*** DATASET EXTRACT Section Begins ***

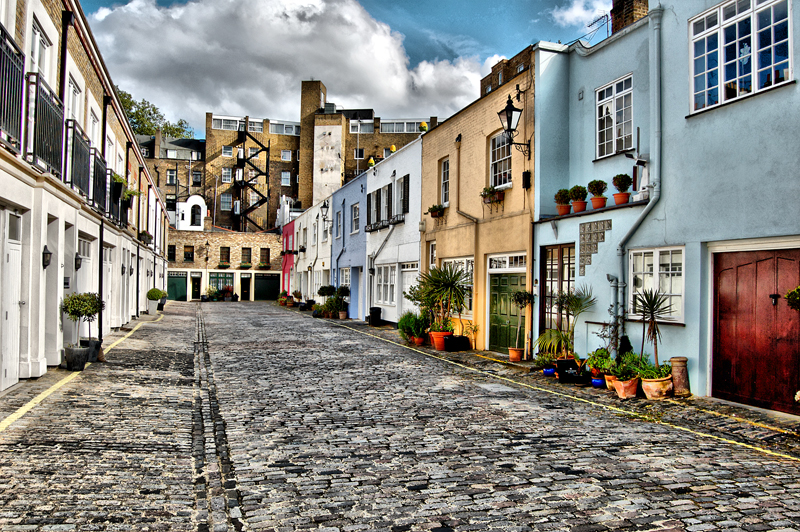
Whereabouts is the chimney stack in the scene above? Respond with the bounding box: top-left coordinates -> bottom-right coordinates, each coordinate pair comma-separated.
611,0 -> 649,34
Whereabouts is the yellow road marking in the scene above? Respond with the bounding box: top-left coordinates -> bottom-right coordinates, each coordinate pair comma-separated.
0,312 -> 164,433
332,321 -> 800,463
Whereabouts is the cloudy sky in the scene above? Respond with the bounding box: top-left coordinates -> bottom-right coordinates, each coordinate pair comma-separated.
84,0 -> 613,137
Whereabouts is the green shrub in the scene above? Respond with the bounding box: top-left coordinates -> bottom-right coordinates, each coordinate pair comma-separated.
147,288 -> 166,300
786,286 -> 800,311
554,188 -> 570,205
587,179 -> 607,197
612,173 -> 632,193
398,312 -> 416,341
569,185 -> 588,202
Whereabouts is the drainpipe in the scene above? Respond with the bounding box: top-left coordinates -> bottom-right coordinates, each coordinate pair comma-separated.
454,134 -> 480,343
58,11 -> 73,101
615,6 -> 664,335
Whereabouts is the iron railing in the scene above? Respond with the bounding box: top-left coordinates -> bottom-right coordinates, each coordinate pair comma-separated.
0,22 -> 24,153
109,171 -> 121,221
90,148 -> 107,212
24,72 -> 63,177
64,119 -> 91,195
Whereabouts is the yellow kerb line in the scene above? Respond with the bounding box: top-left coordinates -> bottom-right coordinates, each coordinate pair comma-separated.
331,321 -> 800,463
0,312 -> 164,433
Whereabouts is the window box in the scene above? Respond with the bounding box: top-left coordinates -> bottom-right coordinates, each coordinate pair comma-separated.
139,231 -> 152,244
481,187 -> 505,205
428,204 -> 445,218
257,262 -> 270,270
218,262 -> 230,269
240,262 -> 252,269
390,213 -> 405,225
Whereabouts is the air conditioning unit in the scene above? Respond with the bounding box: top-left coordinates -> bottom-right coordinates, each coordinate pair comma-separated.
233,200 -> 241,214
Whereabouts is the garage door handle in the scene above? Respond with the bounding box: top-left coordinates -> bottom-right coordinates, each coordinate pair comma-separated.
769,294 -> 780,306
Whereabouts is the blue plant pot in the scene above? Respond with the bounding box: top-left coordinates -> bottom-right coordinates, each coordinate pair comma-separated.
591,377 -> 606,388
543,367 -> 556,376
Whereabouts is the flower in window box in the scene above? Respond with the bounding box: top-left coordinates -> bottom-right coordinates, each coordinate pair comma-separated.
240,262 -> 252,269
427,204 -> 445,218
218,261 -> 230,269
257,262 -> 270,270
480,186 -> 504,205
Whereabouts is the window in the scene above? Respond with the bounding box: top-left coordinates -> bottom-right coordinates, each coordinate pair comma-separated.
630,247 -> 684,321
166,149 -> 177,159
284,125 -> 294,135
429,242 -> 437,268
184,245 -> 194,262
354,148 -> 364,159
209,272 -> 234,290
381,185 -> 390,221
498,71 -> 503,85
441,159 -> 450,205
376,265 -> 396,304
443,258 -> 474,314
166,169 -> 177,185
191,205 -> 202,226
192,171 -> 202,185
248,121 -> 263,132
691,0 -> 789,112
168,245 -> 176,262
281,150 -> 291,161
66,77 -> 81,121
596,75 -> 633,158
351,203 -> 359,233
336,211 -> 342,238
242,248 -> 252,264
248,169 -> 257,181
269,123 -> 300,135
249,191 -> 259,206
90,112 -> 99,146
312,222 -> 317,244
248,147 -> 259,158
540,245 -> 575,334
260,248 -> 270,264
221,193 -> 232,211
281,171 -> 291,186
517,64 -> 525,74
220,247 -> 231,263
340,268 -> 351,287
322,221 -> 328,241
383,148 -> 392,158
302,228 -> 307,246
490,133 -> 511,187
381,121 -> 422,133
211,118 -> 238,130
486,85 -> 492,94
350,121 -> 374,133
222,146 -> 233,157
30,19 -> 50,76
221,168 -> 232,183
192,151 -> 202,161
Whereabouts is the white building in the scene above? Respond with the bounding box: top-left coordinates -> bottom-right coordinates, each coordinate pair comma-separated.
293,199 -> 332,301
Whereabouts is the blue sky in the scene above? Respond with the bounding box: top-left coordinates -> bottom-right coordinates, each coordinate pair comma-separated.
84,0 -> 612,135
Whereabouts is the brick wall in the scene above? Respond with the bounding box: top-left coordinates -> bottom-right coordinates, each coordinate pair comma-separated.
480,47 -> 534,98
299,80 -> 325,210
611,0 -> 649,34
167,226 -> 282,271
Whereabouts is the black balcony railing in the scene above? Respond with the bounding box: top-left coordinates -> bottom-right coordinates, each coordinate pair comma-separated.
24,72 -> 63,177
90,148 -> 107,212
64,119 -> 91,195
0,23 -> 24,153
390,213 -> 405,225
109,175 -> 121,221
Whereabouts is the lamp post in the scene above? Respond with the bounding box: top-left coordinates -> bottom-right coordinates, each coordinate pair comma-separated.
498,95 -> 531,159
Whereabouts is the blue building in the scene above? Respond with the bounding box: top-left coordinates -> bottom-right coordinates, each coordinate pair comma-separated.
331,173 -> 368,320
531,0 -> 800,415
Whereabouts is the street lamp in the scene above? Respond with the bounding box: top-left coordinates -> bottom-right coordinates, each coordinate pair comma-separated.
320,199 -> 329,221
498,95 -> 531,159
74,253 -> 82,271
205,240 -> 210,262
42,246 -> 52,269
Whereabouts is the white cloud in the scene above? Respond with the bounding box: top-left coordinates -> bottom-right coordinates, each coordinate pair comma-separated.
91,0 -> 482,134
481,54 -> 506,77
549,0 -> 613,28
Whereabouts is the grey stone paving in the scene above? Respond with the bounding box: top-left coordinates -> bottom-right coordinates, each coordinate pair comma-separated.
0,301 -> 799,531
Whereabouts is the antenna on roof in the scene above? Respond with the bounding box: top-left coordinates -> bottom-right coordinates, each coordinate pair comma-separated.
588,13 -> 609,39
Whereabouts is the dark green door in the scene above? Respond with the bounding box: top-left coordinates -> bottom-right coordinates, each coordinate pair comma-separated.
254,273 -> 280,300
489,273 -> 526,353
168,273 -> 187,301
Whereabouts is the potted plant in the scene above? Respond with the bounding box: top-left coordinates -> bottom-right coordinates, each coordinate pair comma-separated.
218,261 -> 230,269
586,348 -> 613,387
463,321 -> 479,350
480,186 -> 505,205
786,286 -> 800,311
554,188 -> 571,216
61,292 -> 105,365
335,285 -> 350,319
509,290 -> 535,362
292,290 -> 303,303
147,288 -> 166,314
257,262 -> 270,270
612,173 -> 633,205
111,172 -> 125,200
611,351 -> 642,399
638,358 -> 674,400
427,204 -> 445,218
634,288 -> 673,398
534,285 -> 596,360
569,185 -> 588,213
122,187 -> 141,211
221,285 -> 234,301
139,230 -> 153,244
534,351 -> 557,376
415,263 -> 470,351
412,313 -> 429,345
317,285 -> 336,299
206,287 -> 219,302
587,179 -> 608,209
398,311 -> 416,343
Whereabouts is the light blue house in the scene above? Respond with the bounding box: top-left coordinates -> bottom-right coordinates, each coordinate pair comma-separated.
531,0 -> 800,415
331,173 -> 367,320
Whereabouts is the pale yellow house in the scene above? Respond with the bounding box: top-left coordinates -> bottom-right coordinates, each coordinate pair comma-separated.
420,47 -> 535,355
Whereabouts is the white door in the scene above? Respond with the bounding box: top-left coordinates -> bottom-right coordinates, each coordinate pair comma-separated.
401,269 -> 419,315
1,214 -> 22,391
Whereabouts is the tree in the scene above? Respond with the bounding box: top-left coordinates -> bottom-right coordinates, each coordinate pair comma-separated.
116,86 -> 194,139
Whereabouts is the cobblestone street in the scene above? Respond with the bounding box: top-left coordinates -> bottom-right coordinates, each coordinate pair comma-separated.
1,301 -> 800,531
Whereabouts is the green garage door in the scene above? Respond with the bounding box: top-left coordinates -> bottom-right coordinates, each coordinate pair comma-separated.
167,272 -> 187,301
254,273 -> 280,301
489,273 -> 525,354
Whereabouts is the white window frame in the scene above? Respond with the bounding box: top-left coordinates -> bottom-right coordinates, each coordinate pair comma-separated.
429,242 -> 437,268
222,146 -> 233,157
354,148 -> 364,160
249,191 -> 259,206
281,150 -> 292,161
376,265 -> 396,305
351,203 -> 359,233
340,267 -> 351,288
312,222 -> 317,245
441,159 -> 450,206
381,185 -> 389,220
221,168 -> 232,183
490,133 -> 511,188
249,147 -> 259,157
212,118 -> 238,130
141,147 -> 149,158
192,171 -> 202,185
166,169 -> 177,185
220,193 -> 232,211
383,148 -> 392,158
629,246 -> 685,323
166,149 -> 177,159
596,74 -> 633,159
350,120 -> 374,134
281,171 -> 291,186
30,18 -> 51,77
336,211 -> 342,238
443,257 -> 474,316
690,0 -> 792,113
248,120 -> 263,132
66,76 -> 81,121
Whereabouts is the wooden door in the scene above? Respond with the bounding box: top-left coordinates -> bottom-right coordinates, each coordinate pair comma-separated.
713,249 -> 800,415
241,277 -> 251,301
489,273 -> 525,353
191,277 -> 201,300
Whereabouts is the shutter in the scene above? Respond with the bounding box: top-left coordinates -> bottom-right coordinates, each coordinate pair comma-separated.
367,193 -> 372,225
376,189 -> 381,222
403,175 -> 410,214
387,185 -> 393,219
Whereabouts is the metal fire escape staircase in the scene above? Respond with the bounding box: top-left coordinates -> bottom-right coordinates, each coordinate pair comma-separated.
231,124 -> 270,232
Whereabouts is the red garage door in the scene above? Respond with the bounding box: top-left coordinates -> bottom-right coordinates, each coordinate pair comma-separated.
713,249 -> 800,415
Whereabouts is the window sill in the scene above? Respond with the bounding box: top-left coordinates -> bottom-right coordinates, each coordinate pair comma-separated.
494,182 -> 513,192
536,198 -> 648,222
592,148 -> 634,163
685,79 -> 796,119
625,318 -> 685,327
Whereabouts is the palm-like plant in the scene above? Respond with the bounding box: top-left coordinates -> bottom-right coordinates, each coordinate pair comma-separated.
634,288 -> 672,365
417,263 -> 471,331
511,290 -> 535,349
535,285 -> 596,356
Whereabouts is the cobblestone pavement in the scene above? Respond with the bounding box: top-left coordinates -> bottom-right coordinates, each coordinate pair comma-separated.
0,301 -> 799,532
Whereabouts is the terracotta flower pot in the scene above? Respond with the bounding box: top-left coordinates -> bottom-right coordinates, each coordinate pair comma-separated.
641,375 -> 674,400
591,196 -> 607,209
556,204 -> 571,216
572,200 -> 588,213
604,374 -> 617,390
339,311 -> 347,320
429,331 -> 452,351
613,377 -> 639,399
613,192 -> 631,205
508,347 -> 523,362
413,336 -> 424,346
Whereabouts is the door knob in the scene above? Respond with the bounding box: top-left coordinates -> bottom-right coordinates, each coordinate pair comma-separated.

*** DATASET EXTRACT Section Ends ***

* [ASSIGNED TASK]: Reproduce, word for word, every line starting at the line that contains "Whereabouts is the palm-like" and ending with the final line of the entries.

* [RESPONSE TO THE TASK]:
Whereabouts is the palm-like plant in the scene above? Respond with the bounding box: top-left coordinates -> bottom-right coordinates, each coordinate pair comma-separated.
634,288 -> 672,365
417,263 -> 471,331
511,290 -> 535,349
535,285 -> 596,356
Whereabouts is the cobblestone pavement in the scene above? Respond with the bounding box: top-left coordinates -> bottom-right coordinates, each coordinate pair comma-separated.
0,301 -> 799,532
Whereabouts is the terracotta flower pot in the scene above? Respond with the bounding box: top-left coordinates -> bottom-right coordinates, each coordinate pair comma-separated.
641,375 -> 674,400
591,196 -> 607,209
556,204 -> 571,216
572,200 -> 588,213
604,374 -> 617,390
339,311 -> 347,320
429,331 -> 452,351
613,377 -> 639,399
613,192 -> 631,205
508,347 -> 523,362
413,336 -> 424,346
Whereabouts is the door knob in the scene above? Respond with the bounding box: top-left coordinates -> bottom-right coordinates, each coordinate pair comma-separated.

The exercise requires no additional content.